━━ Available data ━━
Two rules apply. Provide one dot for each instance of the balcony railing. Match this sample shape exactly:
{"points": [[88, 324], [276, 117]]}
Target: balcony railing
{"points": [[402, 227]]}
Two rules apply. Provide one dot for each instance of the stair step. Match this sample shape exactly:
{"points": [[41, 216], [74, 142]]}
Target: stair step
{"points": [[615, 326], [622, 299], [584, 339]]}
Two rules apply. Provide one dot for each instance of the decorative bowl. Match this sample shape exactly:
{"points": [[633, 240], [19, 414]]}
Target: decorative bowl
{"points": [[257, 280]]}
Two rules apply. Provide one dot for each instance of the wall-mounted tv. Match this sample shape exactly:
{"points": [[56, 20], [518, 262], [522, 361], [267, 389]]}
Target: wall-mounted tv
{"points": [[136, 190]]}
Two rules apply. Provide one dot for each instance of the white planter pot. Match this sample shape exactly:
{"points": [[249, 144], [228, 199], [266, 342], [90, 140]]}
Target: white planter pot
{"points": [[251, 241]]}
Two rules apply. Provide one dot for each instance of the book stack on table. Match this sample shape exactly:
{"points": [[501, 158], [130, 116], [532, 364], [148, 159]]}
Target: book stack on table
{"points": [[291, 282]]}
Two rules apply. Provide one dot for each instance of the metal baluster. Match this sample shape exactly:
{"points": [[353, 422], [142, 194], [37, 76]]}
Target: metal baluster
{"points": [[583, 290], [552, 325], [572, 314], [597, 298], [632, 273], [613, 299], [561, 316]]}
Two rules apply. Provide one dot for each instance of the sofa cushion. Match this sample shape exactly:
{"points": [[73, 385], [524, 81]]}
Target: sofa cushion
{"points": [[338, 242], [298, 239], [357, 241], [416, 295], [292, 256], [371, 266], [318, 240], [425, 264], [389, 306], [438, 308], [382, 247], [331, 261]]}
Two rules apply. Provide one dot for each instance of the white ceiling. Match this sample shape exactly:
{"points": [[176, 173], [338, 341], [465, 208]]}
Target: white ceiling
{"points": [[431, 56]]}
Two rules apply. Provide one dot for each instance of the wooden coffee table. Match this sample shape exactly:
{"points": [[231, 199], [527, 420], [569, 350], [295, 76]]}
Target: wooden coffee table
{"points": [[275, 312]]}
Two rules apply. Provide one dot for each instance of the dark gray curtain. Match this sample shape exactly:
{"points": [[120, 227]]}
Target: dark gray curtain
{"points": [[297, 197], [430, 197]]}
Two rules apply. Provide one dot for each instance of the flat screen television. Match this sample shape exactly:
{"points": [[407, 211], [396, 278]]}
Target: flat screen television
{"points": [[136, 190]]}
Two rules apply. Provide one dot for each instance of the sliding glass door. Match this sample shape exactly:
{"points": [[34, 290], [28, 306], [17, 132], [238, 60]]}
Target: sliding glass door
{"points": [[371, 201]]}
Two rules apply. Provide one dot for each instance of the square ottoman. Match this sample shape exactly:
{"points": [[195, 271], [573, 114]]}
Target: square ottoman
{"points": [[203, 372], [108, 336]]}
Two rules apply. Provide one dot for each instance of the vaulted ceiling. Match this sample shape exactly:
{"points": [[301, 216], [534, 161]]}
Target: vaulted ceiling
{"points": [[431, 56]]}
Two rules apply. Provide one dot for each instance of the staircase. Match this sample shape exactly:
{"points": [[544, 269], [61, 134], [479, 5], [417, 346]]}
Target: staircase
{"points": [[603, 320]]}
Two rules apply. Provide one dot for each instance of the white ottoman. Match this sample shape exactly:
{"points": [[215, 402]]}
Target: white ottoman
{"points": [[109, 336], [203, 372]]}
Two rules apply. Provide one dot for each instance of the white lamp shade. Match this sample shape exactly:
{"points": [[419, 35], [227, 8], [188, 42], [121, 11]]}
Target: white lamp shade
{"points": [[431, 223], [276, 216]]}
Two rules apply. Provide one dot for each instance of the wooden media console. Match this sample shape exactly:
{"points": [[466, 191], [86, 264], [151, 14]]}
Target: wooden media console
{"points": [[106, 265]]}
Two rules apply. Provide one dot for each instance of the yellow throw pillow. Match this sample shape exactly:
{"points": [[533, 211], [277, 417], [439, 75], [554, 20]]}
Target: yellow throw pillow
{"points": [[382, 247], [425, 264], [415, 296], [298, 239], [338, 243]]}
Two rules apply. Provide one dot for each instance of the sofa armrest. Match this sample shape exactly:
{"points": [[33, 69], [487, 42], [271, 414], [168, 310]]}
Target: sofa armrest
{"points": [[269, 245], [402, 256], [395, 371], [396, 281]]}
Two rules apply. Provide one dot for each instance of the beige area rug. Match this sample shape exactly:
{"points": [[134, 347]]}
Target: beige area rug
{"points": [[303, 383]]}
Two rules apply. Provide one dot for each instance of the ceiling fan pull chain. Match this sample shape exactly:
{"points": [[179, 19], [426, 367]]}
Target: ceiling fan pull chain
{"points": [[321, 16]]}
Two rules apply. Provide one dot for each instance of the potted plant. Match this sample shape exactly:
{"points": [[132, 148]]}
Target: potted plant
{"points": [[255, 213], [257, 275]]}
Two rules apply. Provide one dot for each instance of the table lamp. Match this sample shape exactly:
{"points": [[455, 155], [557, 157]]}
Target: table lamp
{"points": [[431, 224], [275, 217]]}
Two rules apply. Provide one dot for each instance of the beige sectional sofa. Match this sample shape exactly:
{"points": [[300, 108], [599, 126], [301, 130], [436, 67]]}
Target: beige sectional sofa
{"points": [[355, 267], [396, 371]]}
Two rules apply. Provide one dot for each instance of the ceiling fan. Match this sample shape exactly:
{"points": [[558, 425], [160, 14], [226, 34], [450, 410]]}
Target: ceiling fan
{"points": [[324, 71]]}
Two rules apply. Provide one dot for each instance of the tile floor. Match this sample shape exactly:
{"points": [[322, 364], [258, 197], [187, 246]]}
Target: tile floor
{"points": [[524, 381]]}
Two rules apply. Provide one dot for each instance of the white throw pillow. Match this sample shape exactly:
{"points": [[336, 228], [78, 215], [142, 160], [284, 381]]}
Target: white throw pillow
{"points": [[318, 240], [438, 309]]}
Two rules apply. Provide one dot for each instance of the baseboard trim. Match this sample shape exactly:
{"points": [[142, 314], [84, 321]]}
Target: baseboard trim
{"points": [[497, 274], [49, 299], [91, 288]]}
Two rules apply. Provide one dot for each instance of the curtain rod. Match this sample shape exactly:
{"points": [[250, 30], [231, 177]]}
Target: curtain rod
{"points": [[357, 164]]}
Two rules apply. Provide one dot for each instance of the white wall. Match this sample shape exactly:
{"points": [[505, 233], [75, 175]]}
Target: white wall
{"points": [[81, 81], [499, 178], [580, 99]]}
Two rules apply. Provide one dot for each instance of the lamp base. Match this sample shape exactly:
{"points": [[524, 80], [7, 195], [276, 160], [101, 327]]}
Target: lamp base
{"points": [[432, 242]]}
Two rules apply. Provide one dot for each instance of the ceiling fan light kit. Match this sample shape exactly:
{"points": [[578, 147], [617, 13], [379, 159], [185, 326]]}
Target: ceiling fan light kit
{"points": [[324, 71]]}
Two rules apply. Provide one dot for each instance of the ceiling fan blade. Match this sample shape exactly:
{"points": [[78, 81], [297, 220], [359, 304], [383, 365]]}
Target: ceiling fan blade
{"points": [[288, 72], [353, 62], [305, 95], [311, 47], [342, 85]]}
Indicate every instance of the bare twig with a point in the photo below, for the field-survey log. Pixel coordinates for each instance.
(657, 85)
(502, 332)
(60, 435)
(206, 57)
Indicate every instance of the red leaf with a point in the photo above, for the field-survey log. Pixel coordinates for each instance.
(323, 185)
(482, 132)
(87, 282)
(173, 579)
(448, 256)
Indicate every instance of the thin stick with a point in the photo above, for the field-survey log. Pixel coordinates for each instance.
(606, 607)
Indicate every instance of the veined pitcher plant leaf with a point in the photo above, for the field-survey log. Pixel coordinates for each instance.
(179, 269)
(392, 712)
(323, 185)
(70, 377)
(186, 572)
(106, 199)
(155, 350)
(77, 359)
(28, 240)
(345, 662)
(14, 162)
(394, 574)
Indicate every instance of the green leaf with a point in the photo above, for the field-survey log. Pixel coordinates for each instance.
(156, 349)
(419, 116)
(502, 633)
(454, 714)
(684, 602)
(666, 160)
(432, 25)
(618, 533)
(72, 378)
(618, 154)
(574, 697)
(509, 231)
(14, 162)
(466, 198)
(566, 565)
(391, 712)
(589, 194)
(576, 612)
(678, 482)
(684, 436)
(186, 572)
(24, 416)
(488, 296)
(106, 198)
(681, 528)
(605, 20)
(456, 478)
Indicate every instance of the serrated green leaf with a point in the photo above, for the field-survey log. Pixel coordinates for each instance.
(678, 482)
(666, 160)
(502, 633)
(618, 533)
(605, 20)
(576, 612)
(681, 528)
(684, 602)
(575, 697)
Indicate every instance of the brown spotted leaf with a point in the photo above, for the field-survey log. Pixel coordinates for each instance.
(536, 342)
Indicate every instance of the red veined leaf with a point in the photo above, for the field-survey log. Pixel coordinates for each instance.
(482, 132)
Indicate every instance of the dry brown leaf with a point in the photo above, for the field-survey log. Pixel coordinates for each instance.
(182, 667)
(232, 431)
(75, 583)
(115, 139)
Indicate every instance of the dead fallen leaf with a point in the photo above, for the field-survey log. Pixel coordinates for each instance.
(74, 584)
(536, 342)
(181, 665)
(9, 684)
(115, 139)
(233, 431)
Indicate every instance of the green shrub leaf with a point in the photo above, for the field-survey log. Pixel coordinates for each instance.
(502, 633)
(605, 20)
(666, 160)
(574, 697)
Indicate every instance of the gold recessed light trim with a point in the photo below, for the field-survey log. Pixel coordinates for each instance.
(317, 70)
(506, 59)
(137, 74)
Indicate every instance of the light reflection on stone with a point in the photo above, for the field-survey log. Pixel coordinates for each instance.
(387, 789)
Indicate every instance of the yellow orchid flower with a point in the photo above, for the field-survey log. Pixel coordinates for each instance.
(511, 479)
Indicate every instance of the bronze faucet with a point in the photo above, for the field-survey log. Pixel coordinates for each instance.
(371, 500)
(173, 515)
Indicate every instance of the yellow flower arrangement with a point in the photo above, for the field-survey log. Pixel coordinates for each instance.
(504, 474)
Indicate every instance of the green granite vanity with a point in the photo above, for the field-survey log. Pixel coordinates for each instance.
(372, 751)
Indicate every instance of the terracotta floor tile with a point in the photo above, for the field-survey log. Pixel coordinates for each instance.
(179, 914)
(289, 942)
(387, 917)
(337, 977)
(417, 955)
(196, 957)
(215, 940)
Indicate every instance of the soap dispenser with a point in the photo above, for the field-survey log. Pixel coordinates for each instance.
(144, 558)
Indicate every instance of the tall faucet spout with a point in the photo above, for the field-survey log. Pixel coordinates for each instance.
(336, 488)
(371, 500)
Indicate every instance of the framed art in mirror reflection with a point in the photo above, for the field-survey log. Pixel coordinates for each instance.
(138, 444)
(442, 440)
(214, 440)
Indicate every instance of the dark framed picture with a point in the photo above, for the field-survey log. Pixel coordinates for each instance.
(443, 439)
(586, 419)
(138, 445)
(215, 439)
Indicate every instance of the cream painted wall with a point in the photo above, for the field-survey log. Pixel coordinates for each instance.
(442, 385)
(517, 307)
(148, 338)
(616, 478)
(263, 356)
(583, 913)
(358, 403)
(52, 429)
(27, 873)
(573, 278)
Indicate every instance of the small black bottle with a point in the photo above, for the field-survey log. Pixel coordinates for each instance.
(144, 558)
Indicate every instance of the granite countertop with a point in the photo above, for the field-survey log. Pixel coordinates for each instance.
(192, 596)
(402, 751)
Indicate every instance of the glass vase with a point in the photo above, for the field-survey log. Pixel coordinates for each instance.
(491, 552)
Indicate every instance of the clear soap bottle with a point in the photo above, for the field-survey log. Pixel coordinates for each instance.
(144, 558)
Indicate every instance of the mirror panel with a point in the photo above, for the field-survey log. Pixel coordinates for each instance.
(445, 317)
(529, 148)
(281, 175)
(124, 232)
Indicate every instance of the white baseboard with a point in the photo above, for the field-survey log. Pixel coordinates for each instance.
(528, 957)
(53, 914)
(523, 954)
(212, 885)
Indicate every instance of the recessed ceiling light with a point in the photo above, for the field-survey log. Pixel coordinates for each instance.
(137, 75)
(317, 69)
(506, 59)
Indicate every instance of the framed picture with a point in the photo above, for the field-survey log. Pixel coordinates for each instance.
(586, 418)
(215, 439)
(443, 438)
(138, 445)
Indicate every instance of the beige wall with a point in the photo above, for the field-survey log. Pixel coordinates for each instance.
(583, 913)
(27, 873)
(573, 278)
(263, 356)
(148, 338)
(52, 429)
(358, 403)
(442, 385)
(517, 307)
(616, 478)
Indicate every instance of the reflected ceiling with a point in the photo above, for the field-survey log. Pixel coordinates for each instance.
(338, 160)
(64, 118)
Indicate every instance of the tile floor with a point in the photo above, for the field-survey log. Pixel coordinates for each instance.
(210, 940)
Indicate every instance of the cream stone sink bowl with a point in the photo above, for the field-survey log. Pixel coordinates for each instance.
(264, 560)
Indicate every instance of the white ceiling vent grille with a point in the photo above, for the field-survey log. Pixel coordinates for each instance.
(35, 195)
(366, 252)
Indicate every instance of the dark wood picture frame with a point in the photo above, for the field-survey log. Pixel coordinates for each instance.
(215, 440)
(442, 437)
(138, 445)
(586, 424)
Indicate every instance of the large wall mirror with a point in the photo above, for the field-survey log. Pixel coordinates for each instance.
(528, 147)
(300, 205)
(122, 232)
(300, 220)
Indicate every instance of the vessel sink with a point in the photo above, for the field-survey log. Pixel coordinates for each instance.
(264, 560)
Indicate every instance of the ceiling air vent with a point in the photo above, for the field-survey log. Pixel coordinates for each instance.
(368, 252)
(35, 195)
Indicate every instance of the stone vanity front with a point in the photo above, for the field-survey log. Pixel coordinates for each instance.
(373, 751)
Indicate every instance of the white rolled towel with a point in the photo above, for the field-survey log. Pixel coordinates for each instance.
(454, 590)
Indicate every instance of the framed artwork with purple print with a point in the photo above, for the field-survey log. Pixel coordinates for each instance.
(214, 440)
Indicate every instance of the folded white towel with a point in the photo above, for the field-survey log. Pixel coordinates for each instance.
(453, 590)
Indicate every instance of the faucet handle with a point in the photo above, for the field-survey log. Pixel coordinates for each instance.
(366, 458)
━━━
Aim of the task:
Going back over the entries above, copy word for word every line from the one that has "of the metal" on through the one that has "the white ceiling.".

Answer:
Two rules apply. Provide one dot for each instance of the metal baluster. Match this sample shape exactly:
{"points": [[353, 422], [142, 194], [37, 76]]}
Target: metal baluster
{"points": [[583, 290], [552, 325], [572, 314], [597, 298], [632, 273], [613, 299], [561, 316]]}
Two rules apply. Provide one dot for each instance of the sofa cushion. Match this sample shape exactly:
{"points": [[73, 385], [524, 81]]}
Target: sofa cushion
{"points": [[338, 242], [298, 239], [357, 241], [416, 295], [292, 256], [371, 266], [318, 240], [425, 264], [389, 306], [438, 308], [382, 247], [331, 261]]}
Two rules apply. Provide one dot for each instance of the white ceiling. Match this sample shape exactly:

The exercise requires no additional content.